▸ What the task asks: The complete listing should be restated exactly.

▸ Supplied material:
=== Begin Enclosure ===

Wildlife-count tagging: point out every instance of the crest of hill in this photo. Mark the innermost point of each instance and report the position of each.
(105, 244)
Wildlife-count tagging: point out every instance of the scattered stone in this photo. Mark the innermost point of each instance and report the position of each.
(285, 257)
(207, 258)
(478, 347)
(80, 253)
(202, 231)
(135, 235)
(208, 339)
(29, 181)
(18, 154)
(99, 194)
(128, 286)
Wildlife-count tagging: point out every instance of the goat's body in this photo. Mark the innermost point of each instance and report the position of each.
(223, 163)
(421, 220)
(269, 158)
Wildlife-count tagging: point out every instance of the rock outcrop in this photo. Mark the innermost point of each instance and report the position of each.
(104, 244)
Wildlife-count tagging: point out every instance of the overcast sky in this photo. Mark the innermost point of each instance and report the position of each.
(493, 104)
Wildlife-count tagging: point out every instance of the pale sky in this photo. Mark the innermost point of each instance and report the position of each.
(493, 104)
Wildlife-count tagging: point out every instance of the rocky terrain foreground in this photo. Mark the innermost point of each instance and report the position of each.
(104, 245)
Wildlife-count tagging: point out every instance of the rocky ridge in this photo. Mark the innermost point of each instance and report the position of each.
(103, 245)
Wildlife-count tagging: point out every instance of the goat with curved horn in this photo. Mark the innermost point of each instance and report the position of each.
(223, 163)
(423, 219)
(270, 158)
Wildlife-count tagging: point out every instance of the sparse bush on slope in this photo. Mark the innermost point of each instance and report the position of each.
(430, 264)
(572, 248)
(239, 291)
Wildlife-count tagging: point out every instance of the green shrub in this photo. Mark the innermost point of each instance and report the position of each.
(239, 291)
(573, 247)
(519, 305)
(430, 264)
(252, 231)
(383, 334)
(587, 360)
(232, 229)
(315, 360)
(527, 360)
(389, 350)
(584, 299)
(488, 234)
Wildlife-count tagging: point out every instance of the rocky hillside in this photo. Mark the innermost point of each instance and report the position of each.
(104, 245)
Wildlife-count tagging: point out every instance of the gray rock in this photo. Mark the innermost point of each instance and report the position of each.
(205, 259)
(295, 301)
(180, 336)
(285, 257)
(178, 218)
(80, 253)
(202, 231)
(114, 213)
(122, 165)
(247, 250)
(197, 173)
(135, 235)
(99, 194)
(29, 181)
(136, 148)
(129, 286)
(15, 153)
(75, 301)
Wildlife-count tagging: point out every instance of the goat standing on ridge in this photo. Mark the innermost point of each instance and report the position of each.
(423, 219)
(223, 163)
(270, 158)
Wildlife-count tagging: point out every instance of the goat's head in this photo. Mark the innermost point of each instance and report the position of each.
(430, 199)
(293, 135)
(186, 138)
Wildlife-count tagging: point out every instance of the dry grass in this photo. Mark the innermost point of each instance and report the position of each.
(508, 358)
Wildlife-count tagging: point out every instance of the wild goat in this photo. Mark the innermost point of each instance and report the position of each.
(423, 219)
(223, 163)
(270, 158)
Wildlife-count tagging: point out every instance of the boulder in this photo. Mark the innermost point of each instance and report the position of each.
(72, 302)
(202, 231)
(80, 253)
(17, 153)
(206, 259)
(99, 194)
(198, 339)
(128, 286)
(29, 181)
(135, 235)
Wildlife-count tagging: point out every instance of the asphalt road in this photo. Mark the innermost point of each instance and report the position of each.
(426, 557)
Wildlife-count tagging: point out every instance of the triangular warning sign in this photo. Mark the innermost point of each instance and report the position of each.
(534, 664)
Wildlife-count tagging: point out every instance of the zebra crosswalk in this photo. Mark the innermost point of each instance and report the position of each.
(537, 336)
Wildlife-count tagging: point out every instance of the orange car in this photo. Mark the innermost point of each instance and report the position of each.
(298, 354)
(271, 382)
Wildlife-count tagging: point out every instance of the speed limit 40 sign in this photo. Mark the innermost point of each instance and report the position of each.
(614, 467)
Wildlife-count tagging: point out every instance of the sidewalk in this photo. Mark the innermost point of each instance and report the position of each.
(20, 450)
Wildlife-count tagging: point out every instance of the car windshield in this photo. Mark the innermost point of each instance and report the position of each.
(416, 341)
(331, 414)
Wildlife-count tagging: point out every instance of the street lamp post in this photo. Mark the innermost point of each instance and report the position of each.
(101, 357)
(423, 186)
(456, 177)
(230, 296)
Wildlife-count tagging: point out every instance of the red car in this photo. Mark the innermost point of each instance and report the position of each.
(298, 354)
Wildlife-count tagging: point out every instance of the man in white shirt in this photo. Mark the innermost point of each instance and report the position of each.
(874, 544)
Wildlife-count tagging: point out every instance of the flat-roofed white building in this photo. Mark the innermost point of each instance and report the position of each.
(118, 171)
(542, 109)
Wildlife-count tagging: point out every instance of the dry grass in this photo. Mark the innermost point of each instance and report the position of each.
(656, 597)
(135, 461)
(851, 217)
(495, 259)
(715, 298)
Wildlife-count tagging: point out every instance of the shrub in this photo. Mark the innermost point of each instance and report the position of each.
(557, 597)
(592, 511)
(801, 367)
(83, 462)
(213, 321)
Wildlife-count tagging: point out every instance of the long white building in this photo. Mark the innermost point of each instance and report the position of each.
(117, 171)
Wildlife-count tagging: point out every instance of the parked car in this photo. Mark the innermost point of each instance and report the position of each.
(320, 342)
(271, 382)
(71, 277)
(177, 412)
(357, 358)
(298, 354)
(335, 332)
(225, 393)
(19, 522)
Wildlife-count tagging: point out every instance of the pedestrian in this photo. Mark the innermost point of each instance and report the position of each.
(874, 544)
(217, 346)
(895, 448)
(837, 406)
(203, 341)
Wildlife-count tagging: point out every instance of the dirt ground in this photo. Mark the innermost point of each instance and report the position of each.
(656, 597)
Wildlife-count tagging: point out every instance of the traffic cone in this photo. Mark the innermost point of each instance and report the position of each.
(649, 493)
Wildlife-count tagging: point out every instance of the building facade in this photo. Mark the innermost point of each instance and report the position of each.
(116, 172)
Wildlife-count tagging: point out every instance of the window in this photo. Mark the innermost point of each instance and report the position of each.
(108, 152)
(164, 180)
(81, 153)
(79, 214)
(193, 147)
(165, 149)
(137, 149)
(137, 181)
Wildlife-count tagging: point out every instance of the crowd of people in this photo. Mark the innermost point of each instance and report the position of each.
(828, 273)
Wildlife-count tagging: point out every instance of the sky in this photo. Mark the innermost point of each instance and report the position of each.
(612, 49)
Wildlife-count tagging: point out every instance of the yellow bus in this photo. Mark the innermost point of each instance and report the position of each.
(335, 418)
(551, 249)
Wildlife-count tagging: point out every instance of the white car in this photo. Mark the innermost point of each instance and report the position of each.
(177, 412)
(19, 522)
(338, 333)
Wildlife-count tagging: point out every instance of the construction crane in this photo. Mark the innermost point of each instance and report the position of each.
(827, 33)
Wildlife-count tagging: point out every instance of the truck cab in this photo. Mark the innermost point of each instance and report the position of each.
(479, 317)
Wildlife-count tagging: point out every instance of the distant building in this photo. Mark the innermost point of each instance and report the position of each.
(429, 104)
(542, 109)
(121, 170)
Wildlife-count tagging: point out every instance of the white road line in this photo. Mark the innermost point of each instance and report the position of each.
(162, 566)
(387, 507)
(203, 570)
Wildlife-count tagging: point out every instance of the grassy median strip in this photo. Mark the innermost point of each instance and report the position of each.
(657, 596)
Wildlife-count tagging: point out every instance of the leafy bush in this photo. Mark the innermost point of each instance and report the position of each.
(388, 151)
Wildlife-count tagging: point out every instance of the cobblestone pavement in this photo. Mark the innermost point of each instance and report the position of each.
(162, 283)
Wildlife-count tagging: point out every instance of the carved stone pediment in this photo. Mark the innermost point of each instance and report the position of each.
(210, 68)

=== End Enclosure ===

▸ Solution to the problem:
Wildlife-count tagging: point out every instance of the crest of hill in this photo. Mark the innermost point of each instance and report the position of each.
(105, 244)
Wildlife-count tagging: point out every instance of the scattered stone in this photo. Mark the innermost point of each instance and report the position of each.
(285, 257)
(207, 258)
(478, 347)
(80, 253)
(202, 231)
(135, 235)
(208, 339)
(29, 181)
(18, 154)
(99, 194)
(128, 286)
Wildlife-count tagging: point out every instance of the goat's body in this photo. Mark the innermost point of each instance and report the position of each.
(223, 163)
(421, 220)
(269, 158)
Wildlife-count tagging: point out every instance of the rock outcrop in this photo. Mark the innermost point of each instance and report the position of each.
(104, 244)
Wildlife-count tagging: point out every instance of the overcast sky in this photo. Mark the innermost point of each instance and report the position of each.
(493, 104)
Wildlife-count tagging: point out every instance of the pale sky in this photo. Mark the innermost point of each instance and report the position of each.
(493, 104)
Wildlife-count tagging: point out every instance of the rocky terrain foreground in this photo. Mark the innermost point of each instance and report the position of each.
(104, 245)
Wildlife-count tagging: point out every instance of the rocky ridge in this photo. Mark the innermost point of each instance and report the position of each.
(103, 245)
Wildlife-count tagging: point out every instance of the goat with curved horn in this photo. Mark the innermost point of each instance and report the position of each.
(223, 163)
(423, 219)
(270, 158)
Wildlife-count tagging: point out every instance of the sparse bush on slope in this photo. Mark the innermost point of each instance and report the position of each.
(430, 264)
(572, 248)
(239, 291)
Wildlife-count tagging: point out every instance of the green shrub in this photo. Mark the innermost point of each instance and report the position of each.
(239, 291)
(573, 247)
(519, 305)
(430, 264)
(252, 231)
(383, 334)
(587, 360)
(232, 229)
(315, 360)
(527, 360)
(389, 350)
(584, 299)
(488, 234)
Wildlife-count tagging: point out every instance of the rocky hillside in this photo. Mark the innermost point of each instance and report the position of each.
(104, 245)
Wildlife-count tagging: point out every instance of the gray rock in this photo. Mark the innermost point of each instance and report the position of each.
(205, 259)
(295, 301)
(180, 336)
(285, 257)
(178, 218)
(80, 253)
(202, 231)
(114, 213)
(122, 165)
(247, 250)
(197, 173)
(135, 235)
(99, 194)
(29, 181)
(136, 148)
(129, 286)
(15, 153)
(75, 301)
Wildlife-count tagging: point out every instance of the goat standing on ridge in this photo. Mark the innermost point of each instance and report the position of each.
(423, 219)
(223, 163)
(270, 158)
Wildlife-count tagging: point out every instance of the goat's head in this photo. Mark the innermost point of each instance and report the position of each.
(430, 199)
(293, 135)
(186, 138)
Wildlife-count tagging: point out every instance of the dry grass in this photo. Mark the innermost point of each instance and report the position of each.
(508, 358)
Wildlife-count tagging: point out every instance of the wild goat in this photo. Mark the innermost point of each instance and report the position of each.
(423, 219)
(223, 163)
(270, 158)
Wildlife-count tagging: point out every instance of the boulder in this photo. Mark the innermost point of each instance and report the position of each.
(72, 302)
(202, 231)
(80, 253)
(17, 153)
(206, 259)
(99, 194)
(198, 339)
(128, 286)
(29, 181)
(135, 235)
Wildlife-count tagging: point out every instance of the asphalt road in this photo. Mark the innermost point of each instance and report the position of each.
(426, 557)
Wildlife-count tagging: point out every instance of the triangular warning sign in this photo. Mark the innermost point of each instance and report the position of each.
(534, 664)
Wildlife-count tagging: point out every instance of the zebra crosswalk in this photo. Mark the innermost point of each instance and report the position of each.
(537, 336)
Wildlife-count tagging: point out every instance of the orange car in this photo. Mark the innermost point of each instance and report the position of each.
(298, 354)
(271, 382)
Wildlife-count tagging: point out every instance of the speed limit 40 sign in this photo. Mark the innermost point of each instance and report the position of each.
(614, 467)
Wildlife-count tagging: point out every instance of the sidewalk in this photo. Mark the innermost point of each instance and report the position of each.
(20, 450)
Wildlife-count tagging: point out every instance of the car windshield in this photo. Mark the innermost point of each instance and report the position of each.
(416, 341)
(331, 414)
Wildlife-count tagging: point out every instance of the street lamp post in this photo. Mark the innermost point of each instance and report the position of each.
(101, 357)
(423, 186)
(456, 177)
(230, 296)
Wildlife-count tagging: point out every instance of the red car in this photo. Mark the innermost point of each instance and report the position of each.
(298, 354)
Wildlife-count tagging: point out every instance of the man in white shirt in this photo. Mark the innermost point of each instance and report the position of each.
(874, 544)
Wildlife-count tagging: point out every instance of the flat-roofed white building in this photo. Mark the innermost point of each instance and report the position of each.
(118, 171)
(542, 109)
Wildlife-count tagging: point out every instance of the dry grass in this photo. Mark the innermost point of each instance and report the position of each.
(656, 597)
(135, 461)
(851, 217)
(495, 259)
(715, 298)
Wildlife-count tagging: point out every instance of the shrub in this photo. Mark the innermost point of each instance and report the position of each.
(557, 597)
(592, 511)
(801, 367)
(83, 462)
(213, 321)
Wildlife-count tagging: point out every instance of the long white building in this photo. Mark the innermost point of each instance and report the position of each.
(117, 171)
Wildlife-count tagging: point out every instance of the parked car in this photo. Mark the innermost point of each instance and report the position of each.
(320, 342)
(271, 382)
(71, 277)
(177, 412)
(357, 358)
(298, 354)
(335, 332)
(225, 393)
(19, 522)
Wildlife-count tagging: point out every instance of the pedestrian in this photo. Mark the innermost point of each instance and report the position of each.
(874, 544)
(217, 346)
(895, 448)
(837, 406)
(203, 341)
Wildlife-count tagging: point out every instance of the dirt ground in this photo. Mark the innermost point of each instance and report the position of each.
(656, 597)
Wildlife-count tagging: point out every instance of the traffic cone in this photo. Mark the innermost point of each instance and report the position of each.
(649, 493)
Wildlife-count tagging: point out every instance of the building facade in this photo. Mark the innermost point of each instance and report the position of each.
(116, 172)
Wildlife-count tagging: point out every instance of the window in this photo. Mark the innermost point of each instance and report the position of each.
(108, 152)
(164, 180)
(81, 153)
(79, 214)
(193, 147)
(165, 149)
(137, 149)
(137, 181)
Wildlife-count tagging: point out every instance of the crowd of people in this photo. Mark the innermost point of each instance and report the position of each.
(828, 273)
Wildlife-count tagging: point out every instance of the sky in this photo. Mark the innermost point of each instance and report the position of each.
(612, 49)
Wildlife-count tagging: point out every instance of the yellow bus in this photo. Mark the innermost point of each instance and report the position of each.
(335, 418)
(551, 249)
Wildlife-count tagging: point out every instance of the white car in this photo. Mark the innermost point of each instance and report the position of each.
(177, 412)
(19, 522)
(338, 333)
Wildlife-count tagging: point out every instance of the construction crane in this photo. Mark the innermost point of each instance and report the position of each.
(827, 33)
Wildlife-count tagging: point out every instance of the truck cab in this photo. Mark the innermost point of each instance and report the position of each.
(479, 317)
Wildlife-count tagging: point out every instance of the distant building in this photo. Mark the innermost point of each instance and report the position of each.
(429, 104)
(542, 109)
(121, 170)
Wildlife-count tagging: point out every instance of the white road line in this photo. Mark the innermost point of each instance and report the position of each.
(162, 566)
(387, 507)
(203, 570)
Wildlife-count tagging: point out every instance of the grassy median strip in this photo. Mark the innermost point of each instance and report the position of each.
(657, 596)
Wildlife-count tagging: point out every instance of the leafy bush in this photo. Mark the innermost point of each instance and report the position of each.
(388, 151)
Wildlife-count tagging: point out every instance of the cobblestone pavement in this photo. Mark the innermost point of each instance and report the position of each.
(162, 283)
Wildlife-count tagging: point out every instance of the carved stone pediment in this photo. Mark the innermost point of each instance and report the position of each.
(210, 68)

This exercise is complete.